» EXERCISE DIRECTIONS
Look for "Target: surfer's dark hair" in the records below, then copy that line and every line after it, exactly and with nothing added.

» GIVEN INFORMATION
---
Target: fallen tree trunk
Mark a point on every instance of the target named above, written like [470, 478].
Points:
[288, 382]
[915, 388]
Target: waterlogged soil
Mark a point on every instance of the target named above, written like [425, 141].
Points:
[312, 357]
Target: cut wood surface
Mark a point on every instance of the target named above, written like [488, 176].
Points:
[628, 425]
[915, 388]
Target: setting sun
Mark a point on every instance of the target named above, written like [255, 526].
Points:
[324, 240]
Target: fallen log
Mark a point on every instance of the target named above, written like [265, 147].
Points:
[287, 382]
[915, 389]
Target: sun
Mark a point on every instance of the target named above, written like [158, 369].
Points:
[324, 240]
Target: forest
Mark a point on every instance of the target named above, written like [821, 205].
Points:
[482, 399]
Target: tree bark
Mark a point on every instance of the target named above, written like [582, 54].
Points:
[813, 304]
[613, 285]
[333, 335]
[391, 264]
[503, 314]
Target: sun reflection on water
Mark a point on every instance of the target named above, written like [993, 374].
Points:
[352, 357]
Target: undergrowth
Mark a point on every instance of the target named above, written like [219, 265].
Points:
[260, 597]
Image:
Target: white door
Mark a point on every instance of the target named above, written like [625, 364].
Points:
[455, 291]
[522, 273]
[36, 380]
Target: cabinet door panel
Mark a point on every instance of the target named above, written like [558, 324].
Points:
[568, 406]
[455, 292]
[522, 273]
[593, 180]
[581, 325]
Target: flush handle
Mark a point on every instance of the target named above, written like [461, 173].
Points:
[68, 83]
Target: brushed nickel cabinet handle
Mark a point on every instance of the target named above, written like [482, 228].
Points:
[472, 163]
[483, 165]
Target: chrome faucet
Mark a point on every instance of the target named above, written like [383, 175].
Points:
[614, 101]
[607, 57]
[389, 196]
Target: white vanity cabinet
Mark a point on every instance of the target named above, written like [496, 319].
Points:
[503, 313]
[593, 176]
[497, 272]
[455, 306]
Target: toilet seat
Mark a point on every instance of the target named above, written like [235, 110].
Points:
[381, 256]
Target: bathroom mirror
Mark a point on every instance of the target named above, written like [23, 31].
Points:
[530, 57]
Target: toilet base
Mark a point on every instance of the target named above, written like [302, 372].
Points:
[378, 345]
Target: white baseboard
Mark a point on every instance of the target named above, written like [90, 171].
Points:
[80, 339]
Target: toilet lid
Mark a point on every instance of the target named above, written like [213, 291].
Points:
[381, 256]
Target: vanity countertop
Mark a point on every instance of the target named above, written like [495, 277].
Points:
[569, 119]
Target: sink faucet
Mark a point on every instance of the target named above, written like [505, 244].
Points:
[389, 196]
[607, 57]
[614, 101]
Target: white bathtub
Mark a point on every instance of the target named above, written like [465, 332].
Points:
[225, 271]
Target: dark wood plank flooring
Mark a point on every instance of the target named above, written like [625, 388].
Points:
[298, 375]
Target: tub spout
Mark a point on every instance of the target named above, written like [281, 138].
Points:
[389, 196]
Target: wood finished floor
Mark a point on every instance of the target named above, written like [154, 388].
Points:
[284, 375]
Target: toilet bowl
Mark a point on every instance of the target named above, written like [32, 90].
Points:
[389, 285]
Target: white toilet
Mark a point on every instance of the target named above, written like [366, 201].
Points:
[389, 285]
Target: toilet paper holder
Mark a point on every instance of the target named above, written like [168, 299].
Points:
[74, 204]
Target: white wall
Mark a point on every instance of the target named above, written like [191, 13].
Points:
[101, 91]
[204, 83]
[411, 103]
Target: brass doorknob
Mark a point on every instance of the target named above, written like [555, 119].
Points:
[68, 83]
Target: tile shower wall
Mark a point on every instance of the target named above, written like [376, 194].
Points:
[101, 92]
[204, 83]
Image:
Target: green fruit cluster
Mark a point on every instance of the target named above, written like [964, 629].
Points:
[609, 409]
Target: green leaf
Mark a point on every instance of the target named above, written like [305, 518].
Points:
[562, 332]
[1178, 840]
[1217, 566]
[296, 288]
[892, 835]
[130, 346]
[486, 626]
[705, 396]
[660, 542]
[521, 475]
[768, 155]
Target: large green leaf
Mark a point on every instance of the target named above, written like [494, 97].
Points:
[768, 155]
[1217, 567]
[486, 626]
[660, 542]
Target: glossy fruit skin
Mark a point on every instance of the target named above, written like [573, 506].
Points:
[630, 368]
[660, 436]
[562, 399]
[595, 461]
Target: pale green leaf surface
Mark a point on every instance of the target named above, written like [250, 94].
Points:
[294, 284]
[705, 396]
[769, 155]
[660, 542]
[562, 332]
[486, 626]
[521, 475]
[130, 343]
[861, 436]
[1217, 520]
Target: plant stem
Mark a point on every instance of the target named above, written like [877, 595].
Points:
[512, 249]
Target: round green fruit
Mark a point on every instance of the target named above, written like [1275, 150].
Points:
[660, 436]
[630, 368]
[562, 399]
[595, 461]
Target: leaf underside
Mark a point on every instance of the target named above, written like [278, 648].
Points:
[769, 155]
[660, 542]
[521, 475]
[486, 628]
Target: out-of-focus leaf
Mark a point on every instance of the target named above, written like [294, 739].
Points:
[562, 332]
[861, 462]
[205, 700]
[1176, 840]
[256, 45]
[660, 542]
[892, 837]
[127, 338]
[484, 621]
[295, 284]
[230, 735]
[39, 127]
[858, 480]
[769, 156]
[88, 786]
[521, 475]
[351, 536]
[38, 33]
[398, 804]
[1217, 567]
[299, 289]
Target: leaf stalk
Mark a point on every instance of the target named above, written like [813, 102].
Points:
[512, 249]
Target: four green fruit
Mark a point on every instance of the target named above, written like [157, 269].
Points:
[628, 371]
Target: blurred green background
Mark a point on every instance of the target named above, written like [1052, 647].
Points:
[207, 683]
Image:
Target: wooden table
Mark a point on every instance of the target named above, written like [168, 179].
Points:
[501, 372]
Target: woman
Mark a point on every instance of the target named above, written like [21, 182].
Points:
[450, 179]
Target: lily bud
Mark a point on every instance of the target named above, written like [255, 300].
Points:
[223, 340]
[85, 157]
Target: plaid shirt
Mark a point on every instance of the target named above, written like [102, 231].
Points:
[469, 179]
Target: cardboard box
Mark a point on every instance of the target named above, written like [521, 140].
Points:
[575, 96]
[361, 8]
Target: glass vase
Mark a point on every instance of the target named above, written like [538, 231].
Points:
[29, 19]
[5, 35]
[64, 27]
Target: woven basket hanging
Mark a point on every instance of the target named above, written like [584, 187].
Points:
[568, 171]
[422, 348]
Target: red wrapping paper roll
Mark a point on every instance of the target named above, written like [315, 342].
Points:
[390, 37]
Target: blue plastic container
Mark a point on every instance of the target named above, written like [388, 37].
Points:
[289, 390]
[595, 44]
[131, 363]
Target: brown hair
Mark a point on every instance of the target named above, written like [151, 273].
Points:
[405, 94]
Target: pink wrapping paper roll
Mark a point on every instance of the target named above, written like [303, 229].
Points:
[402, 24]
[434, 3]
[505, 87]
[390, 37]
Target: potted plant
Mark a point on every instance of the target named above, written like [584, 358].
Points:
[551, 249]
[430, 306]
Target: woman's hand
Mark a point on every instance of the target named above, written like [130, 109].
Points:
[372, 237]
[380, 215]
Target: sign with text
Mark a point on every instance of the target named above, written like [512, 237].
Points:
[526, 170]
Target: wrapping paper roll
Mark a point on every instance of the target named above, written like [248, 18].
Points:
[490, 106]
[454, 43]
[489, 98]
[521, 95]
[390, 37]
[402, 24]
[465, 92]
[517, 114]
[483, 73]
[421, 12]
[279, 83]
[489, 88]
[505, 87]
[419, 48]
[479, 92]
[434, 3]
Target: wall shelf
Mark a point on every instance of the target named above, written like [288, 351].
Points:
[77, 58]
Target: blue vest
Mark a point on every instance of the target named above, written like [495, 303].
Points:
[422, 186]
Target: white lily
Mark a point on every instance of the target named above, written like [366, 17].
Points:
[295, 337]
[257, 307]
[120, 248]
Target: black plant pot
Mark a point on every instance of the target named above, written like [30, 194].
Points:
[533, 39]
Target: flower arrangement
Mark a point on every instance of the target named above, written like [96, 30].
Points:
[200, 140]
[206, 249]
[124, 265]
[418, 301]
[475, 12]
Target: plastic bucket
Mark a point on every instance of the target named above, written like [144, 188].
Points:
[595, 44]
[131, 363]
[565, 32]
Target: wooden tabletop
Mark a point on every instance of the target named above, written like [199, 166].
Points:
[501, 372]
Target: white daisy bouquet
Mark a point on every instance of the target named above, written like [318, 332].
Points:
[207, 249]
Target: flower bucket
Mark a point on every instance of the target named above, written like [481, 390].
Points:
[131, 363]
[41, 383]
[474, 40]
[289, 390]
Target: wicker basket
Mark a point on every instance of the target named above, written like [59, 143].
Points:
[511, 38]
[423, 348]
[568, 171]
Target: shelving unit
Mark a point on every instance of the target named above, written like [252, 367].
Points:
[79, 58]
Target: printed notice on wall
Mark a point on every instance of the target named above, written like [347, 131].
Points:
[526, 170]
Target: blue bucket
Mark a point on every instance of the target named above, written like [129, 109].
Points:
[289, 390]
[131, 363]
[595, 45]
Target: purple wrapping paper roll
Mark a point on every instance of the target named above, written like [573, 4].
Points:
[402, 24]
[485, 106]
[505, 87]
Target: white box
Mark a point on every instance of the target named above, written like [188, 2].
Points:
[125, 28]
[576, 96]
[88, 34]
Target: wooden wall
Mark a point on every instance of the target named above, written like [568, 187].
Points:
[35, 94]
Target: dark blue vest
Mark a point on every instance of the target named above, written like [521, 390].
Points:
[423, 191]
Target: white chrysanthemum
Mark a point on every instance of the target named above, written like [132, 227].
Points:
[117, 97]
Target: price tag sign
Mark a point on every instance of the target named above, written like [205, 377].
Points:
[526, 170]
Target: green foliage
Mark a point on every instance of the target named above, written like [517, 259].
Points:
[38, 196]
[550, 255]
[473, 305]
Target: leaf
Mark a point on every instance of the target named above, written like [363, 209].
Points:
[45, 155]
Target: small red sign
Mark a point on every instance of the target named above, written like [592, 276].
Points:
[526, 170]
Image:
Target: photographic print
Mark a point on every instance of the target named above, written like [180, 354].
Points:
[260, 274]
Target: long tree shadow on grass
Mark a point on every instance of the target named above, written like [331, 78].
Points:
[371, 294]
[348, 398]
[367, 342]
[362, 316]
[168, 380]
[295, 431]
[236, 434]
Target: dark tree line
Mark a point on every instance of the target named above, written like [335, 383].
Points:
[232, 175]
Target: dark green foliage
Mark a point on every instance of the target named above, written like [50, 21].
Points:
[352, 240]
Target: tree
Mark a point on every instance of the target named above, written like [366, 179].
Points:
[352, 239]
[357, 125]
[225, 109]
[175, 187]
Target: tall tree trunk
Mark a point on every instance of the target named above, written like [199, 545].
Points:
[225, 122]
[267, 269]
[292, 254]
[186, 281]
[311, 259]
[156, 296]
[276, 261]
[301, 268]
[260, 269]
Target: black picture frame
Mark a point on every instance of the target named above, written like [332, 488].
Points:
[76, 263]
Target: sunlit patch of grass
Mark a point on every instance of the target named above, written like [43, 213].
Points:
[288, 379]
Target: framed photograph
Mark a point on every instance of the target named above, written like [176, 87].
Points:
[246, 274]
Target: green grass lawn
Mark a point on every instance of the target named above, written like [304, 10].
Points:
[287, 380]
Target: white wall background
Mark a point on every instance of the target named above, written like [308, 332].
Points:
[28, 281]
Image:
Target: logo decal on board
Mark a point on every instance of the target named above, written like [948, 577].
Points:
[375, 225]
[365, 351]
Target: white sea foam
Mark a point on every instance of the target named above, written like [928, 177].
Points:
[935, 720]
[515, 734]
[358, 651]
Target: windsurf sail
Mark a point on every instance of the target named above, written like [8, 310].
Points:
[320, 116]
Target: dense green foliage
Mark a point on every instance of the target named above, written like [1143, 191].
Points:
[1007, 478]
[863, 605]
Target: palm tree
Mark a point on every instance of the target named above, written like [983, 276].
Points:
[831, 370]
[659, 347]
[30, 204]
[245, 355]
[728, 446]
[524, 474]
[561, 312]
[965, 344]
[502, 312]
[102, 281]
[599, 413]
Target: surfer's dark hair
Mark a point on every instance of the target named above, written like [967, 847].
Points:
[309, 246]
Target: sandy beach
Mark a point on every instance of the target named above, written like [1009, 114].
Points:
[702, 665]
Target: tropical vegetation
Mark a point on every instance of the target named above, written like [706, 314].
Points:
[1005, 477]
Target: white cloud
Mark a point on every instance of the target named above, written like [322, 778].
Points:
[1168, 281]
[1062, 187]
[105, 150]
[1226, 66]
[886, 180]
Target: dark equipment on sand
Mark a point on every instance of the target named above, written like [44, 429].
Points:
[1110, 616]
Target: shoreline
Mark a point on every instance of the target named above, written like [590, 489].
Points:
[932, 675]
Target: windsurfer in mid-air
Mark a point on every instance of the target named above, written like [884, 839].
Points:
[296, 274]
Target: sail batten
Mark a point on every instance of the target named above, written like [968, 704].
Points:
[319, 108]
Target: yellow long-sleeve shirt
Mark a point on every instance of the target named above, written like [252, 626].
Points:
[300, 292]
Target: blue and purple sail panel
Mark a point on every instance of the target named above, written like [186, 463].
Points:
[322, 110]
---
» WORKED SOLUTION
Target: surfer's dark hair
Mark a point on every instance of the target named above, written like [967, 847].
Points:
[309, 246]
Target: sandy beach
Mark a point on every instance of the target named above, written like [1009, 114].
Points:
[702, 665]
Target: tropical vegetation
Mark a point on every instance of the target named above, written like [706, 314].
Points:
[1005, 477]
Target: white cloud
Mark a point on every instance of the target named above, written like [322, 778].
Points:
[1168, 281]
[1062, 187]
[105, 150]
[1226, 66]
[886, 180]
Target: dark equipment on sand
Mark a point on every instance of the target named above, written like [44, 429].
Points:
[1110, 616]
Target: shoreline
Mark a point on every instance of the target named above, written like [590, 489].
Points:
[932, 675]
Target: windsurfer in mid-air
Mark a point on every instance of the target named above, written like [884, 839].
Points:
[296, 274]
Target: sail batten
Mark a point on every instance of the target named above, written like [968, 704].
Points:
[319, 108]
Target: yellow long-sleeve shirt
Mark a point on every instance of the target named above, written like [252, 626].
Points:
[300, 292]
Target: blue and purple sail panel
Mark a point on every instance of the target named above, written like [186, 463].
Points:
[322, 110]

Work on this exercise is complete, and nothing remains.